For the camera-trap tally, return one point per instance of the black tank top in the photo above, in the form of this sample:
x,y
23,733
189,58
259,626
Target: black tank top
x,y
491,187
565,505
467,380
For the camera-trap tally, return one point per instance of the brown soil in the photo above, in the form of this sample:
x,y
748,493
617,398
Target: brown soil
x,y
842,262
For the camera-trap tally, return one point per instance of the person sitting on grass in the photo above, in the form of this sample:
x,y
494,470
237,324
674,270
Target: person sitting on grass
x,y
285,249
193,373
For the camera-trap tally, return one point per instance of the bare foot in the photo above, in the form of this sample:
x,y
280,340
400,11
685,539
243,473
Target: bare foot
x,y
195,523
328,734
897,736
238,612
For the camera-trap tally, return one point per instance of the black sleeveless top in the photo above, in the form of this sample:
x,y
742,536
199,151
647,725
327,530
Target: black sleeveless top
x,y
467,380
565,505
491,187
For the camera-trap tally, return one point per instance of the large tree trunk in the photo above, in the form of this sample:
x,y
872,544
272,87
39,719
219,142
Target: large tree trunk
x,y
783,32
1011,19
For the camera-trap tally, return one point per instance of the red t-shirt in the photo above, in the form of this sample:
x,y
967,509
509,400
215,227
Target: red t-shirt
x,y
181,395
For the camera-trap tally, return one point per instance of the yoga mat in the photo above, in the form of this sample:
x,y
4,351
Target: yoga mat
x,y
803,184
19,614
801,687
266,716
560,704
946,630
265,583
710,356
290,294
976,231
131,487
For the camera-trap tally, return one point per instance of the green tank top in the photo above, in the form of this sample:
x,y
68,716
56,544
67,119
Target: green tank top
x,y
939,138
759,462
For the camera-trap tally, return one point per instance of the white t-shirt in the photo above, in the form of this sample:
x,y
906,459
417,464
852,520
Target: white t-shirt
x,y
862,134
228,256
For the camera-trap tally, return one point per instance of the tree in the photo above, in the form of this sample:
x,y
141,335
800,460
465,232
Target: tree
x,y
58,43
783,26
==*==
STATED EXERCISE —
Print out all the entries precisely as written.

RESULT OF THIS EXERCISE —
For the camera-trap tally, return one point per instance of the black tank top in the photo above, in the form of this sample:
x,y
23,733
189,58
259,626
Target: black tank top
x,y
491,187
565,505
467,380
For the camera-trap tally, return one point per instance of the brown soil in the photo above, in the form of this sample:
x,y
748,493
617,398
Target: brown soil
x,y
842,262
For the camera-trap tally, return one point per instance of the person sitting on grass in the photo above, in the form of this sample:
x,y
494,470
237,324
674,270
Target: person sitting on grass
x,y
285,249
193,373
For the camera-trap tally, return one point per instance of the bare foot in the photo above, in the form of this sample:
x,y
280,340
400,11
685,539
243,473
Target: bare foot
x,y
195,523
328,734
897,736
238,612
For the camera-trap tally, return one point per instance of the black sleeveless top in the photo above, in the form of this sample:
x,y
742,536
199,151
647,725
327,530
Target: black sleeveless top
x,y
467,380
565,505
491,187
For the camera-trap tally, return one point per instance of the large tree trunk in the photo above, in the form of this sample:
x,y
872,544
272,87
39,719
219,142
Target: large tree trunk
x,y
783,32
1011,19
For the camera-trap tally, return one point per instance of the red t-shirt in the photo above, in the form of this sample:
x,y
967,509
509,400
215,227
Target: red t-shirt
x,y
181,395
For the camera-trap tally, return one point per instance of the yoga mat in the photo above, in the form of this sample:
x,y
4,351
Target: yoga mat
x,y
803,184
19,614
801,687
266,716
560,704
946,630
265,583
710,356
290,294
976,231
131,487
For the camera-trap tally, return one point per instance of the green tank top in the photo above, in the form of this sample:
x,y
68,716
56,544
67,119
Target: green tank top
x,y
939,138
759,462
For the camera-trap tally, return one point per instance of the white t-shirt in the photo above, in the form of this sample:
x,y
906,459
417,464
852,520
Target: white t-shirt
x,y
862,134
228,256
For the camera-trap tally, return one point per instance of the tree in the photo above, in the form of this sample:
x,y
141,335
800,460
465,232
Target: tree
x,y
58,43
783,26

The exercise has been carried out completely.